## Exercise details
If a line of the data below contains the string "duck", copy it into your answer.

Exercise data Block Start

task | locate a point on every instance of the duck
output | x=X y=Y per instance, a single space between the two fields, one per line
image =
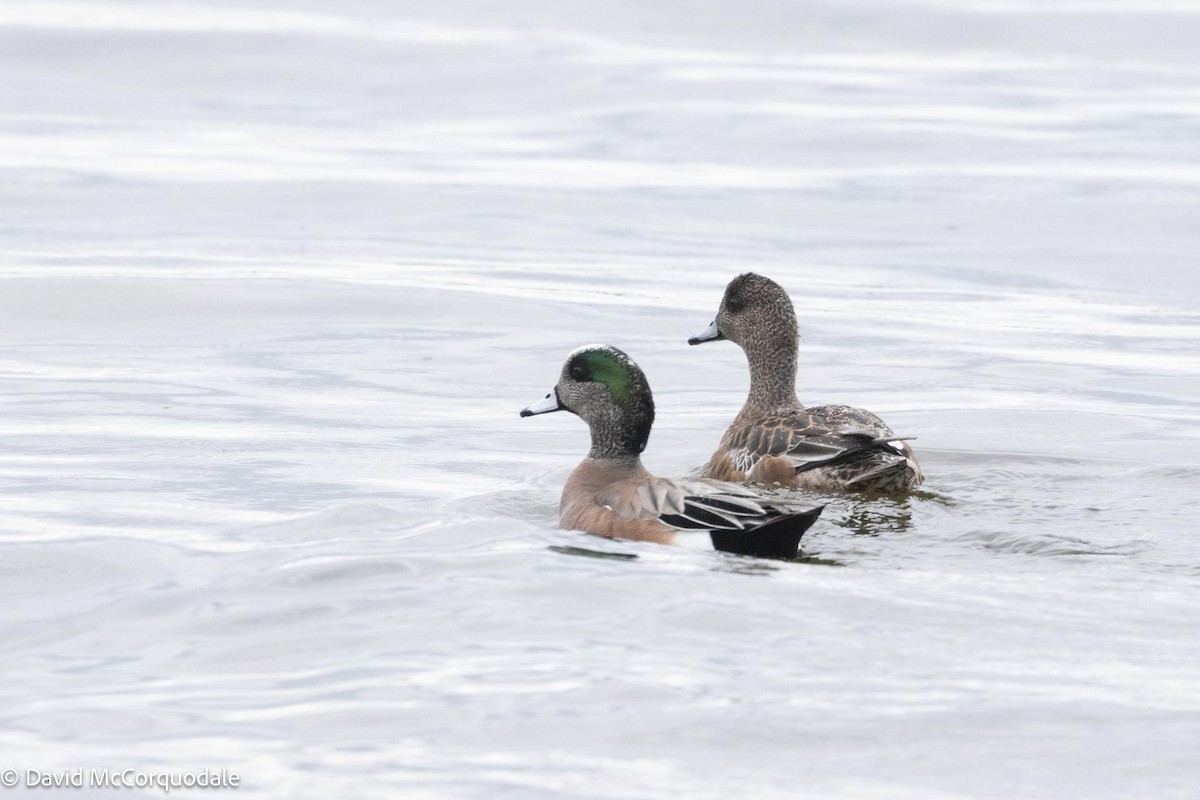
x=612 y=494
x=774 y=439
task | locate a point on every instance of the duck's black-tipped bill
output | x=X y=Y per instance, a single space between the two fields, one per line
x=545 y=405
x=711 y=334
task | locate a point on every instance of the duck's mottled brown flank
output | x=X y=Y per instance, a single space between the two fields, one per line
x=827 y=447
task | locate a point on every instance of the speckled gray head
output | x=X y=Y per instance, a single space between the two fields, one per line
x=609 y=391
x=754 y=310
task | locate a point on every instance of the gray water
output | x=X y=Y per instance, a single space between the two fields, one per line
x=276 y=278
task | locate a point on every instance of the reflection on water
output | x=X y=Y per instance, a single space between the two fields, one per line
x=274 y=282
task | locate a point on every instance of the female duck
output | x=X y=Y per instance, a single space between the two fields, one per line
x=774 y=439
x=611 y=494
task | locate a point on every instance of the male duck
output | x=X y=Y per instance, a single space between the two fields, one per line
x=774 y=439
x=611 y=494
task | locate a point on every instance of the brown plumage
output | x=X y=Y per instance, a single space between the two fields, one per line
x=611 y=494
x=774 y=438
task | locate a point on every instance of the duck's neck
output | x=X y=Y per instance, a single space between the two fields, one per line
x=618 y=441
x=772 y=373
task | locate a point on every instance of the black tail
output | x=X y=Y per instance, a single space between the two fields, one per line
x=779 y=539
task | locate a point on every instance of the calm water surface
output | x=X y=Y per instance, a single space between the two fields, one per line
x=276 y=278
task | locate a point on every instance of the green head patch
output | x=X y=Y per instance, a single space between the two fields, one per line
x=610 y=367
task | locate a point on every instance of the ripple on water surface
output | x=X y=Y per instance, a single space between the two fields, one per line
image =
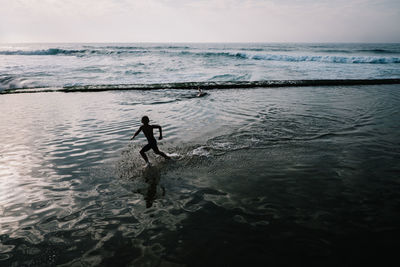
x=278 y=167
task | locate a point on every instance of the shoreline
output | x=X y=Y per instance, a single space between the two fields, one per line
x=205 y=85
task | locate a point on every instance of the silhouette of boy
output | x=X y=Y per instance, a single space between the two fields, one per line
x=148 y=132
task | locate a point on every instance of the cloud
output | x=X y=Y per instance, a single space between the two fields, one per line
x=199 y=20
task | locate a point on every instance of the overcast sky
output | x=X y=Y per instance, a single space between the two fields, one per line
x=199 y=21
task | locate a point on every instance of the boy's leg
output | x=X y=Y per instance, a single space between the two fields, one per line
x=158 y=152
x=142 y=152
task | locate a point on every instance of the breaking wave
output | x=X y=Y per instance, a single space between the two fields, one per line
x=194 y=85
x=186 y=51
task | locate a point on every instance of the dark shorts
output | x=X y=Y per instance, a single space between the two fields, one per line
x=151 y=145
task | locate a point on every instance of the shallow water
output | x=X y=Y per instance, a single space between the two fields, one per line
x=277 y=176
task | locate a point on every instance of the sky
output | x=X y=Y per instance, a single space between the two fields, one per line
x=199 y=21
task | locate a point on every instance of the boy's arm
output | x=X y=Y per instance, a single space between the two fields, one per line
x=159 y=128
x=137 y=132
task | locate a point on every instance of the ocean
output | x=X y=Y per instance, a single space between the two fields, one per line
x=292 y=158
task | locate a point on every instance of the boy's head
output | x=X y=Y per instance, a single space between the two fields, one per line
x=145 y=120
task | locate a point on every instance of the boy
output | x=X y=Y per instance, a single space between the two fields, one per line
x=148 y=132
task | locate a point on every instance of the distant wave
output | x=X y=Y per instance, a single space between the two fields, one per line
x=327 y=59
x=50 y=51
x=185 y=51
x=206 y=85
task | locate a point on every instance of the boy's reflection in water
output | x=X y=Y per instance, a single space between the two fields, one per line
x=152 y=177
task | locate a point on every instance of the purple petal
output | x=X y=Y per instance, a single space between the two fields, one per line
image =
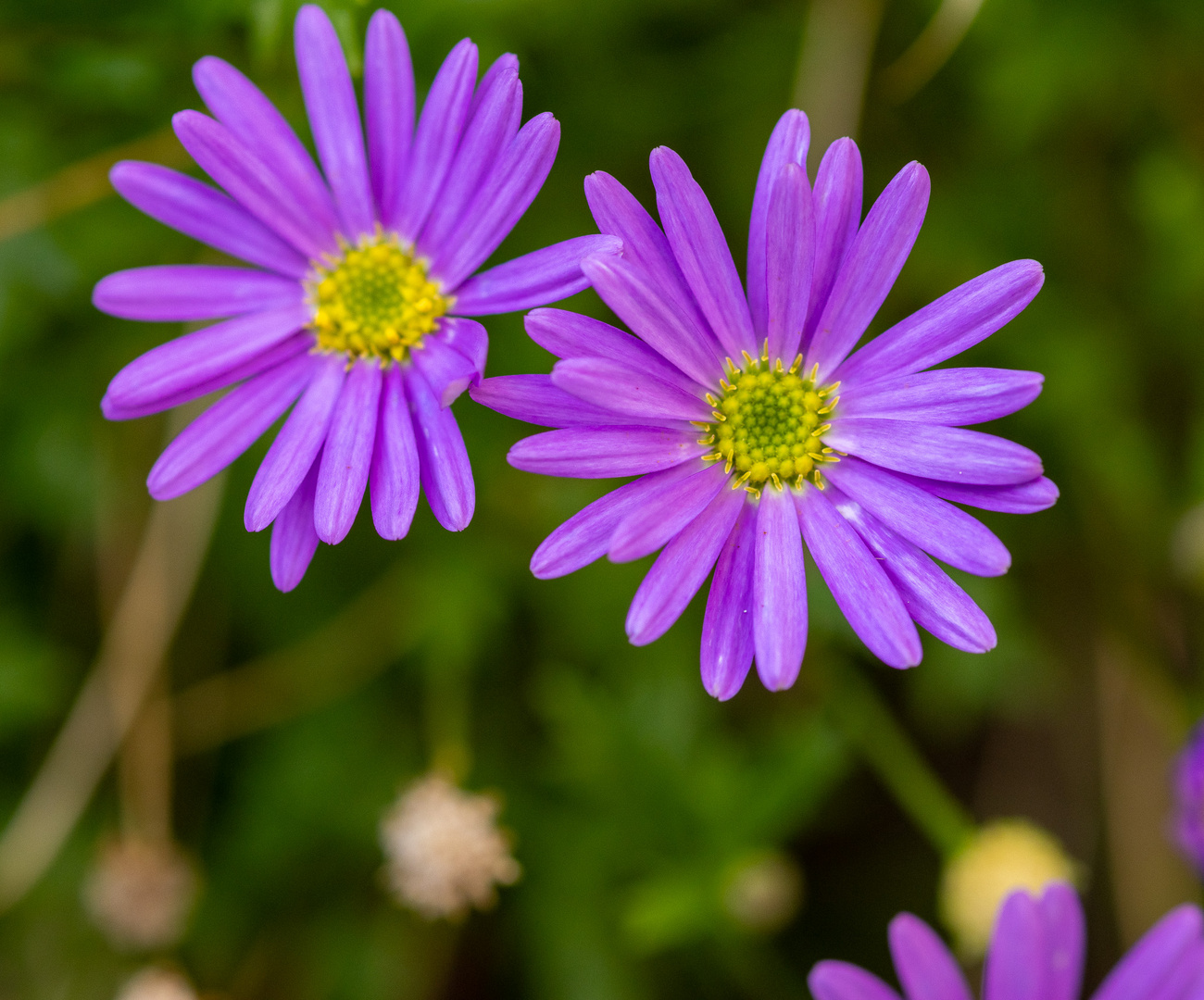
x=347 y=454
x=285 y=350
x=436 y=140
x=1155 y=956
x=445 y=470
x=201 y=357
x=571 y=334
x=666 y=513
x=727 y=627
x=501 y=201
x=533 y=280
x=333 y=119
x=842 y=981
x=486 y=132
x=618 y=213
x=947 y=396
x=295 y=446
x=534 y=400
x=605 y=453
x=1015 y=962
x=837 y=201
x=787 y=144
x=922 y=963
x=627 y=392
x=206 y=214
x=228 y=429
x=1066 y=939
x=779 y=593
x=653 y=318
x=858 y=581
x=874 y=260
x=388 y=108
x=252 y=183
x=790 y=260
x=935 y=526
x=932 y=599
x=294 y=539
x=242 y=108
x=701 y=252
x=445 y=370
x=181 y=293
x=395 y=470
x=954 y=322
x=682 y=569
x=951 y=454
x=585 y=537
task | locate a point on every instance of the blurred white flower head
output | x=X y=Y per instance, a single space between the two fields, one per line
x=445 y=851
x=140 y=893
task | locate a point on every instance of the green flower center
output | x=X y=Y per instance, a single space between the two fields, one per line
x=374 y=300
x=770 y=424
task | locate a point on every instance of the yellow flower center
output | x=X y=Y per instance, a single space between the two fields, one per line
x=374 y=300
x=770 y=422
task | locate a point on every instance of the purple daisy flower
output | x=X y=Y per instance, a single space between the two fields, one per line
x=859 y=455
x=357 y=308
x=1036 y=953
x=1190 y=799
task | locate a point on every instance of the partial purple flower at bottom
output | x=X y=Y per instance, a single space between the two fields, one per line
x=1036 y=953
x=357 y=310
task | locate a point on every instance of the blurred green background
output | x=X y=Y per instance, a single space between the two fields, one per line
x=1066 y=131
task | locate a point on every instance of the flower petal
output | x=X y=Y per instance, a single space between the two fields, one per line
x=295 y=446
x=926 y=969
x=837 y=201
x=252 y=183
x=181 y=293
x=727 y=627
x=935 y=526
x=394 y=481
x=787 y=144
x=244 y=108
x=646 y=309
x=954 y=322
x=228 y=429
x=388 y=108
x=294 y=539
x=333 y=119
x=952 y=454
x=666 y=513
x=627 y=392
x=874 y=260
x=790 y=260
x=779 y=593
x=440 y=128
x=682 y=569
x=206 y=214
x=444 y=460
x=701 y=252
x=533 y=280
x=947 y=396
x=501 y=201
x=858 y=581
x=605 y=453
x=201 y=357
x=347 y=454
x=571 y=334
x=932 y=599
x=586 y=535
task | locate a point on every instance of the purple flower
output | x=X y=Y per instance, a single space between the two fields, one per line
x=1035 y=953
x=859 y=456
x=357 y=305
x=1190 y=799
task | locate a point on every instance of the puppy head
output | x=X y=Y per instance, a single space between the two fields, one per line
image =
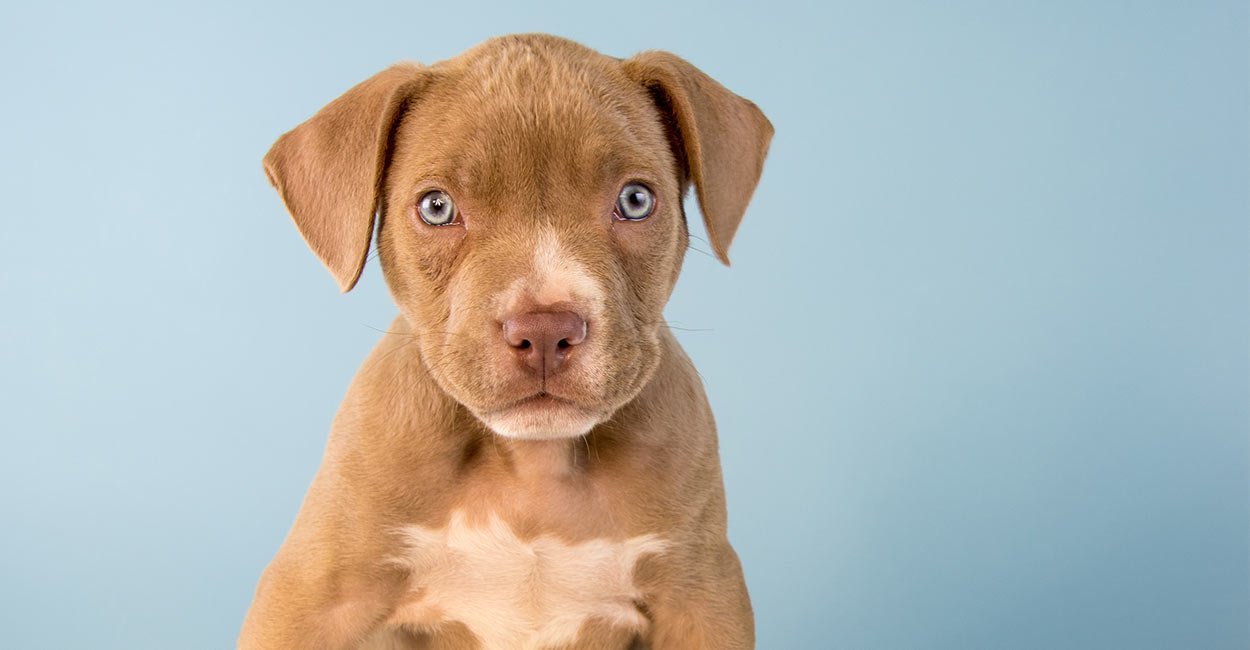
x=528 y=198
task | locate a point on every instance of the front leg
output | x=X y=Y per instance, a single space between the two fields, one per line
x=703 y=606
x=304 y=604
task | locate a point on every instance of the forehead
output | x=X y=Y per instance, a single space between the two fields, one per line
x=535 y=116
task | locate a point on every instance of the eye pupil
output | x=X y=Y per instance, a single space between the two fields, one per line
x=436 y=209
x=635 y=203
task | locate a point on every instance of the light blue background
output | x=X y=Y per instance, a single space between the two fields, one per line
x=980 y=365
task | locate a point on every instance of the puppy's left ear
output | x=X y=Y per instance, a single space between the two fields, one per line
x=721 y=138
x=330 y=169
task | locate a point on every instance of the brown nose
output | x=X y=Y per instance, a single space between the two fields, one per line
x=544 y=339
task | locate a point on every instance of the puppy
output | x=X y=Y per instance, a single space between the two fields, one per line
x=528 y=458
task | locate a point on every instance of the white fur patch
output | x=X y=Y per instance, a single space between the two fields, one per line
x=555 y=276
x=519 y=594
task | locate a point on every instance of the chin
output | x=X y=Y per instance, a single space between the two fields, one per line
x=541 y=419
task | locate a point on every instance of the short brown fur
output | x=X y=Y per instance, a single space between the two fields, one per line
x=533 y=136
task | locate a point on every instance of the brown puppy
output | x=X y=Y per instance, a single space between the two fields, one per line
x=528 y=458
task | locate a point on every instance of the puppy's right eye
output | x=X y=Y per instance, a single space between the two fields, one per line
x=436 y=208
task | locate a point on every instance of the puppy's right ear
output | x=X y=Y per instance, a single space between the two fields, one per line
x=330 y=169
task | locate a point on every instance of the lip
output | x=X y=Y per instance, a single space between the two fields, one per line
x=540 y=400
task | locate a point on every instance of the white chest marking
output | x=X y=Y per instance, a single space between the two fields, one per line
x=520 y=594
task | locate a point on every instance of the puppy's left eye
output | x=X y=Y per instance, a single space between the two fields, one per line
x=635 y=203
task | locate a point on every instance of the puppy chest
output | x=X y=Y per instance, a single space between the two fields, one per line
x=514 y=593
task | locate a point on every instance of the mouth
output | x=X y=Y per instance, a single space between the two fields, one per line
x=541 y=415
x=539 y=400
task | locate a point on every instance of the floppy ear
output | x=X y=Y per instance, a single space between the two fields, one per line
x=330 y=169
x=723 y=138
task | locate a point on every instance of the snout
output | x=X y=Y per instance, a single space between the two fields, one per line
x=544 y=340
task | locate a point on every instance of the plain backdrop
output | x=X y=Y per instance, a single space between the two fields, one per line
x=980 y=365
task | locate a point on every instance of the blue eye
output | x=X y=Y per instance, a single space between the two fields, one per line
x=635 y=203
x=436 y=208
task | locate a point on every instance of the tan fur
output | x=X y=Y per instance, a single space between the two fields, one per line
x=448 y=513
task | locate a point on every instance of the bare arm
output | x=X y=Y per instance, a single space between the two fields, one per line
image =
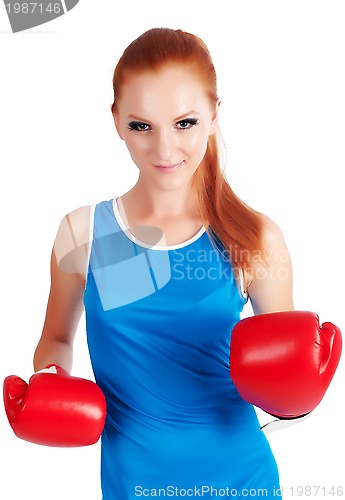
x=65 y=302
x=271 y=287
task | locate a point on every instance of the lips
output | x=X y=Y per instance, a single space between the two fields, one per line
x=169 y=168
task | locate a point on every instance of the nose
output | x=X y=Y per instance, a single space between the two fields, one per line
x=165 y=145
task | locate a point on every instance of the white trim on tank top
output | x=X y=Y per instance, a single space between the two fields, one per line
x=145 y=245
x=135 y=240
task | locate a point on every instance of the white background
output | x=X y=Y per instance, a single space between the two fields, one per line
x=280 y=68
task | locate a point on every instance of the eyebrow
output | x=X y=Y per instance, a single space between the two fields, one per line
x=178 y=118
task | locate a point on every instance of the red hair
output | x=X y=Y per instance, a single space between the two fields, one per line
x=231 y=225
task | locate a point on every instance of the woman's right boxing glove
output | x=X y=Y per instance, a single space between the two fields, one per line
x=55 y=409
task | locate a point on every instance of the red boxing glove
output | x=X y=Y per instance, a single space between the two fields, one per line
x=55 y=409
x=283 y=362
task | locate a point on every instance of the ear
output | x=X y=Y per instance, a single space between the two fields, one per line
x=214 y=122
x=117 y=126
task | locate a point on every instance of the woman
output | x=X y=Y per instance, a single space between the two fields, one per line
x=164 y=271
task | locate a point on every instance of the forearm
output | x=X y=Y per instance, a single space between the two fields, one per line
x=51 y=351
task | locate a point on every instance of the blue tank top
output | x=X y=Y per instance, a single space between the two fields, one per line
x=159 y=323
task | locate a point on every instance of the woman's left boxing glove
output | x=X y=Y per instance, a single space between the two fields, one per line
x=283 y=362
x=55 y=409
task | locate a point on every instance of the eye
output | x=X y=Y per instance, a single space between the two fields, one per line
x=186 y=123
x=139 y=126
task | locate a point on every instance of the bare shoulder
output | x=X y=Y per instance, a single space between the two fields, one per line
x=271 y=233
x=71 y=245
x=269 y=276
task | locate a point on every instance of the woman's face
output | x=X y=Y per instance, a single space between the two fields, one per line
x=165 y=119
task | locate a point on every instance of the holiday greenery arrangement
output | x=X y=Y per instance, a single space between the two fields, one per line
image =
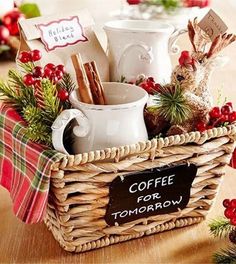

Exercise data Block End

## Answer box
task | locate a point on every instance of the duck
task | locate a point on every instance of the duck's black-tipped bill
task | locate a point on every instance of the duck's mottled brown flank
task | locate a point on every instance of the female duck
task | locate a point on every instance of the male duck
task | locate a point on every instance of the duck's neck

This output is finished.